(Items from a data source)
————————

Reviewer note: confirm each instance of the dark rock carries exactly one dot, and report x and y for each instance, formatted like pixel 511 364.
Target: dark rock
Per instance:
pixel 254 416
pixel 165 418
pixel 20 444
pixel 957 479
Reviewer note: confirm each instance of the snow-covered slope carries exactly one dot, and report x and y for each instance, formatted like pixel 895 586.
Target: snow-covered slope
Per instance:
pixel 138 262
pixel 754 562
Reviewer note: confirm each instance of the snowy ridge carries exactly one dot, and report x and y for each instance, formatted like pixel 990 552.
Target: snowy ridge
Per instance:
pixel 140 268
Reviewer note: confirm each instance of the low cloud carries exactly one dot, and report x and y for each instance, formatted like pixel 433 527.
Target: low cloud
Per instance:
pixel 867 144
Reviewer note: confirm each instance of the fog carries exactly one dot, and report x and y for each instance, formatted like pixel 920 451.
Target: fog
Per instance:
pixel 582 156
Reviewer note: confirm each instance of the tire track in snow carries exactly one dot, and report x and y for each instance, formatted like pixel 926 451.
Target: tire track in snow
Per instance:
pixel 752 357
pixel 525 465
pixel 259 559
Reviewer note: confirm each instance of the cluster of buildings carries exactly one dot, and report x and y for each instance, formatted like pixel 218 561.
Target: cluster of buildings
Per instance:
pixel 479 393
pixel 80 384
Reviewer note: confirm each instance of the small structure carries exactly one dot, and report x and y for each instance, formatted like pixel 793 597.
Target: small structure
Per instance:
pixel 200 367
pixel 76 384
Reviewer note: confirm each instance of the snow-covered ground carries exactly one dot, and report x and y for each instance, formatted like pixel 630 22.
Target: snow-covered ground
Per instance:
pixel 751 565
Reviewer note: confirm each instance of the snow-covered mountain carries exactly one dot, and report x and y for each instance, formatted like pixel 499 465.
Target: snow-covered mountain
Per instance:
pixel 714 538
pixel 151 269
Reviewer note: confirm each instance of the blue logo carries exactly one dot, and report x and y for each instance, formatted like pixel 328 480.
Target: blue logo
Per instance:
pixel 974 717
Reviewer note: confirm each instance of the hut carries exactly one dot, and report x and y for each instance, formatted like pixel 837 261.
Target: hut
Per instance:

————————

Task prompt: Please return, word for word, the lines of the items starting at the line that contains "Reviewer note: confirm each instance of the small" and ending at the last line of the items.

Output below:
Reviewer note: confirm each instance of the small structure carries exactly one dot, and report x and y for each instance, formatted like pixel 793 597.
Target: small structure
Per instance:
pixel 200 367
pixel 76 384
Reviewer note: confirm each instance of the snow-covered ground carries exactly one dot, and report x and y for each instance, formatted like pixel 630 22.
Target: snow-covered ground
Per instance:
pixel 751 565
Reviewer note: confirm each instance of the snow-covered mountain carries exactly one dot, and report x and y for each instance, formatted like pixel 499 465.
Target: snow-covered mountain
Per instance:
pixel 714 538
pixel 151 269
Reviewer note: confirm each instance of the blue logo carries exactly one dot, and report x and y for each instance, formatted like pixel 328 480.
Target: blue logo
Per instance:
pixel 974 717
Reviewer note: confirm each instance of the hut carries exactly one dot, and report x and y for each instance, formatted like pixel 837 261.
Target: hut
Per instance:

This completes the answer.